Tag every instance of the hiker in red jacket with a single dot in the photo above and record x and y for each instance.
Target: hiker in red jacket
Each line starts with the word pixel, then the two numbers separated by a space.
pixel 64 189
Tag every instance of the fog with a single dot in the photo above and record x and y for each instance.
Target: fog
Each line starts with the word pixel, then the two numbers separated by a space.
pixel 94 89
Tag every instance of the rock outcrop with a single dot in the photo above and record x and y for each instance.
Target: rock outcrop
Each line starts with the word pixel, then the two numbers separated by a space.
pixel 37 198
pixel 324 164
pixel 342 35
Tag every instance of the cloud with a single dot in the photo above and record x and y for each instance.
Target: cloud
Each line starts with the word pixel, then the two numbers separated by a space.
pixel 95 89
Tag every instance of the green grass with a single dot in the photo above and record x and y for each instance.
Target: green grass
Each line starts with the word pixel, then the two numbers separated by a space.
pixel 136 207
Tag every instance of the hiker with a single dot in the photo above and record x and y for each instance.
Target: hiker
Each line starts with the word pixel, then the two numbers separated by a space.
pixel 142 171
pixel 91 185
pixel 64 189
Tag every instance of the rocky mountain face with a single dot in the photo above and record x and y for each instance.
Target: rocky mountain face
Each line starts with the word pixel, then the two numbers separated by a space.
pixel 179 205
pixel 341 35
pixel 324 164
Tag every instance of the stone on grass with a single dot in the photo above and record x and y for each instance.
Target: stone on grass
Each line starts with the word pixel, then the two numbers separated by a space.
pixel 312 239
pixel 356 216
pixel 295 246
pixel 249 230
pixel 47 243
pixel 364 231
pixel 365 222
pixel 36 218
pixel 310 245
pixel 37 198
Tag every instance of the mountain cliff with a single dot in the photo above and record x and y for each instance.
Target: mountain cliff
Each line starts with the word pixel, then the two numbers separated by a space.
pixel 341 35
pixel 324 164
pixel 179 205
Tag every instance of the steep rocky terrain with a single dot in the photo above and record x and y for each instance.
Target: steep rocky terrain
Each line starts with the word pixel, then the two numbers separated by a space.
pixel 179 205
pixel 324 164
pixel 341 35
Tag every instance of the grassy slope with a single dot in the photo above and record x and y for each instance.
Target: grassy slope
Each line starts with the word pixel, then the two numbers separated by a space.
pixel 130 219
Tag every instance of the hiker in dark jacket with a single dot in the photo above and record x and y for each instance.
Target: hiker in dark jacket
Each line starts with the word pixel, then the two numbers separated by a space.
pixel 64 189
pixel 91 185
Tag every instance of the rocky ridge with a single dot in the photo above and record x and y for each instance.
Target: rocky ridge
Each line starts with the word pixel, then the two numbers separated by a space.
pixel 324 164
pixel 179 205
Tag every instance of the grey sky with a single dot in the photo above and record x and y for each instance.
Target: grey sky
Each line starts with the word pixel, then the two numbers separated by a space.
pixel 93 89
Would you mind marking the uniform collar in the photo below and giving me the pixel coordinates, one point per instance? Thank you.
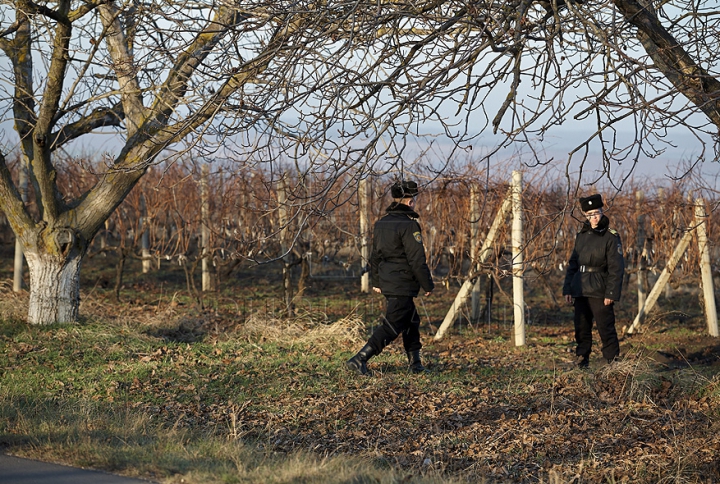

=-=-=-=-=

▸ WHAT TO WORK ON
Filter the records above and return every line that holds the word "grey".

▸ SOLUTION
Tag every instance of the grey sky with a single dot in the photo above and record x and y for each instance.
Target: grey sky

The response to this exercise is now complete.